▶ **Consegna**
Riscrivi come lista numerata le righe dell'elenco qui sotto, dalla riga che contiene "Would you kindly put a point on the white banner" fino alla riga che contiene "point(8, 237)", entrambe incluse, tralasciando le righe vuote. Lascia fuori dalla risposta le immagini.

● ● ● ● ● ● ●

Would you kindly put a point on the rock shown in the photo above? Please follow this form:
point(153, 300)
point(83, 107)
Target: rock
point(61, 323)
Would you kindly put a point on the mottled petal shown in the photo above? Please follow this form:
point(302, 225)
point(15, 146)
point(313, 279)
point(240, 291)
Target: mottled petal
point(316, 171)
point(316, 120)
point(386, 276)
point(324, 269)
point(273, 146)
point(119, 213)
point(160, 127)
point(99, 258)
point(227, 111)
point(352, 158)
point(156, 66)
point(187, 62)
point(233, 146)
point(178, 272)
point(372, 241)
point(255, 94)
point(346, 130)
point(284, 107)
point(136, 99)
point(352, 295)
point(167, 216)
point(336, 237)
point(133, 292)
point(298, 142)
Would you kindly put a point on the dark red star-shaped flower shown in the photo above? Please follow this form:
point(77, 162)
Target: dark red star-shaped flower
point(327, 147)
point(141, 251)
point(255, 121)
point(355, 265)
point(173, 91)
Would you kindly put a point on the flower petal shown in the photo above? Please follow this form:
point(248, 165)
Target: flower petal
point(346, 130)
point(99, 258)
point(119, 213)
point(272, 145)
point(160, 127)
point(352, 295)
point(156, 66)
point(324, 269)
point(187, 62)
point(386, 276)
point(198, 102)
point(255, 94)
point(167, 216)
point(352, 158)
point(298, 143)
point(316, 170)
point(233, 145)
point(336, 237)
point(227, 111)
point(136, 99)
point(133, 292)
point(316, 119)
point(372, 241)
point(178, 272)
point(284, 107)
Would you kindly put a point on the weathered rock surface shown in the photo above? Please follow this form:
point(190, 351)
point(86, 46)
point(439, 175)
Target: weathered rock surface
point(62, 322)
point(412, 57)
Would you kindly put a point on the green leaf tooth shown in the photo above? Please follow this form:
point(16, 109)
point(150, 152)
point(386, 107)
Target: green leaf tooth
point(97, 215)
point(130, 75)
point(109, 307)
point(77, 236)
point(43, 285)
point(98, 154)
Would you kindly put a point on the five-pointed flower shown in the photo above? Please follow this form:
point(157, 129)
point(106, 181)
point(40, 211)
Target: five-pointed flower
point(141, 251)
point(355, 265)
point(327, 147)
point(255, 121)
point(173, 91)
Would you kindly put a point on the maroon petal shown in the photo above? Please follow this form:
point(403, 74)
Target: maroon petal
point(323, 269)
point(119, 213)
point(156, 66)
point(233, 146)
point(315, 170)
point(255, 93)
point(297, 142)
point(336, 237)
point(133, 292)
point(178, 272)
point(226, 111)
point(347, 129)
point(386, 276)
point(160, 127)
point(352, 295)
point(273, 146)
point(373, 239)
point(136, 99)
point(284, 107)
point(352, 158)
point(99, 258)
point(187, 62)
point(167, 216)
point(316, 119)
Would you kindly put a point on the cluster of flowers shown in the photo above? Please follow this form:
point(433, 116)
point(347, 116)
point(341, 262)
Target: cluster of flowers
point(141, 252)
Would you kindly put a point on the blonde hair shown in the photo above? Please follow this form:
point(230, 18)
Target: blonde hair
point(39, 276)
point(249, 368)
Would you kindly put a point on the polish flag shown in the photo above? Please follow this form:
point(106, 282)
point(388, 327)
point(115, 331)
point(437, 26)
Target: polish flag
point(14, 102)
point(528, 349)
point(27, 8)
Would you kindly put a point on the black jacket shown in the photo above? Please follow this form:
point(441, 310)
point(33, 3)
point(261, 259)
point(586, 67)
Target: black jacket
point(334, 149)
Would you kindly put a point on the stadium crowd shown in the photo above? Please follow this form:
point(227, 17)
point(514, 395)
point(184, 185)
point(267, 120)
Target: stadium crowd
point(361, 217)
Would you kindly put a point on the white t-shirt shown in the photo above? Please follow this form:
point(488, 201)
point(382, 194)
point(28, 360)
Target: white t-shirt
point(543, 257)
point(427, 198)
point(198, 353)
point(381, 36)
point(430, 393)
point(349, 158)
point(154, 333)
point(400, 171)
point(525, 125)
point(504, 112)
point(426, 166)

● ● ● ● ● ● ●

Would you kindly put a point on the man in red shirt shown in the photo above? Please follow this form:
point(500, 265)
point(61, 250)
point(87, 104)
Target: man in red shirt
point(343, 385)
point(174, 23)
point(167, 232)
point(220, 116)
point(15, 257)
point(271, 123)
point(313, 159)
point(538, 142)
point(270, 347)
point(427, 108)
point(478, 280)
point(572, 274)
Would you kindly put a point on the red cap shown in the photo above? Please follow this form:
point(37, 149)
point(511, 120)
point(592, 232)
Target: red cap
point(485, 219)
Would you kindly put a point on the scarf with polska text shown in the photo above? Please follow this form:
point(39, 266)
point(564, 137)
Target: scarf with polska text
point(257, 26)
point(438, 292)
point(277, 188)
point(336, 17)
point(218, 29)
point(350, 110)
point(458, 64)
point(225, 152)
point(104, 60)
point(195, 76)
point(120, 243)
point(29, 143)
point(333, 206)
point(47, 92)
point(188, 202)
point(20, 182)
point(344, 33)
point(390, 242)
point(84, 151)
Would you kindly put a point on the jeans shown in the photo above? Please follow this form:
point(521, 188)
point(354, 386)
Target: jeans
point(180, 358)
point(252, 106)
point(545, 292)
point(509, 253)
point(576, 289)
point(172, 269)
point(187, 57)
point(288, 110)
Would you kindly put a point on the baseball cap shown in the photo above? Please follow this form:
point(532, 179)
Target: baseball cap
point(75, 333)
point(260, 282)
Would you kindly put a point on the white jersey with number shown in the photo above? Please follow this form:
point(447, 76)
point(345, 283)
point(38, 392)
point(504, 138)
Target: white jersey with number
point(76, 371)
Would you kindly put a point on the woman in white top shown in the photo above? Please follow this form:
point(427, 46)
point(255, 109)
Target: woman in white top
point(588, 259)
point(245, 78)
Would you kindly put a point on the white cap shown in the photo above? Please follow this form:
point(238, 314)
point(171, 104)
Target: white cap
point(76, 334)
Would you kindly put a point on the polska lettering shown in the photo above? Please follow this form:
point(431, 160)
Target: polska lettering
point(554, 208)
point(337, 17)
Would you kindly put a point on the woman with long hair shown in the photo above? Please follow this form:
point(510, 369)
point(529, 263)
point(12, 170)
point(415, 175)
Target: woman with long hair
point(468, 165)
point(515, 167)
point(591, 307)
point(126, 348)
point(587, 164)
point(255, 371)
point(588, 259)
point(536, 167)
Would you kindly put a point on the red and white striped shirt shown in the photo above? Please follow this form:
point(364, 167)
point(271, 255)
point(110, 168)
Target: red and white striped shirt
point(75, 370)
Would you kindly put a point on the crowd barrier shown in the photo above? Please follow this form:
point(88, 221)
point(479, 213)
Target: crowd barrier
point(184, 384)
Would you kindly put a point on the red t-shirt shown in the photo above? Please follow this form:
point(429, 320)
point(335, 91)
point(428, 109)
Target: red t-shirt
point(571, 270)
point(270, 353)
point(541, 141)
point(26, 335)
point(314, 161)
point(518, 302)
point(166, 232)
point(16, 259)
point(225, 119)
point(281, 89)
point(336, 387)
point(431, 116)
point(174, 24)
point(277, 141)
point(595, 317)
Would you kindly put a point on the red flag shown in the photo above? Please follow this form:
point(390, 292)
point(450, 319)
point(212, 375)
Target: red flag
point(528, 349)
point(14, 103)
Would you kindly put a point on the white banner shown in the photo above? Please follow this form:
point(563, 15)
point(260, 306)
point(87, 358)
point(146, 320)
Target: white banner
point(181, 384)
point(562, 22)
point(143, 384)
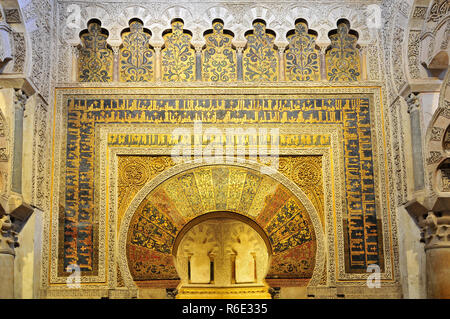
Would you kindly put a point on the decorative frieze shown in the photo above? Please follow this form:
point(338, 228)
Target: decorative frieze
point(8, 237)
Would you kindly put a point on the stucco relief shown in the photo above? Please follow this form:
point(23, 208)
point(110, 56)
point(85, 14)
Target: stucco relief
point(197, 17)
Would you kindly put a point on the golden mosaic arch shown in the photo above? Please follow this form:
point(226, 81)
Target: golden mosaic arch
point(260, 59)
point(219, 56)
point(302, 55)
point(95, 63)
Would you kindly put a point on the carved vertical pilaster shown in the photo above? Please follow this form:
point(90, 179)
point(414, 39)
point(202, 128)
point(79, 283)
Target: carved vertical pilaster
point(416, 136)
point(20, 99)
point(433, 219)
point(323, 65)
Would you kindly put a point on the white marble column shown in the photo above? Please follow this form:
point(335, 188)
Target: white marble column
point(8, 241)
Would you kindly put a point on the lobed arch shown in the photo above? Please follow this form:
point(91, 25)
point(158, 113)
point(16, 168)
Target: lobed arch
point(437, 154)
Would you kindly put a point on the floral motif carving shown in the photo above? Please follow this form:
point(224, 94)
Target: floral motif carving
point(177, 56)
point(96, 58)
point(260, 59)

● ● ● ● ● ● ●

▶ **Risposta alla consegna**
1. Would you kindly put a point on the white banner shown in the photo above? Please follow this form:
2. point(563, 15)
3. point(260, 306)
4. point(87, 358)
5. point(146, 320)
6. Target: white banner
7. point(181, 384)
8. point(562, 22)
9. point(143, 384)
10. Would you kindly put a point on the decorative frieze shown in the photo above? Please follow this form:
11. point(338, 228)
12. Target: decorative frieze
13. point(8, 237)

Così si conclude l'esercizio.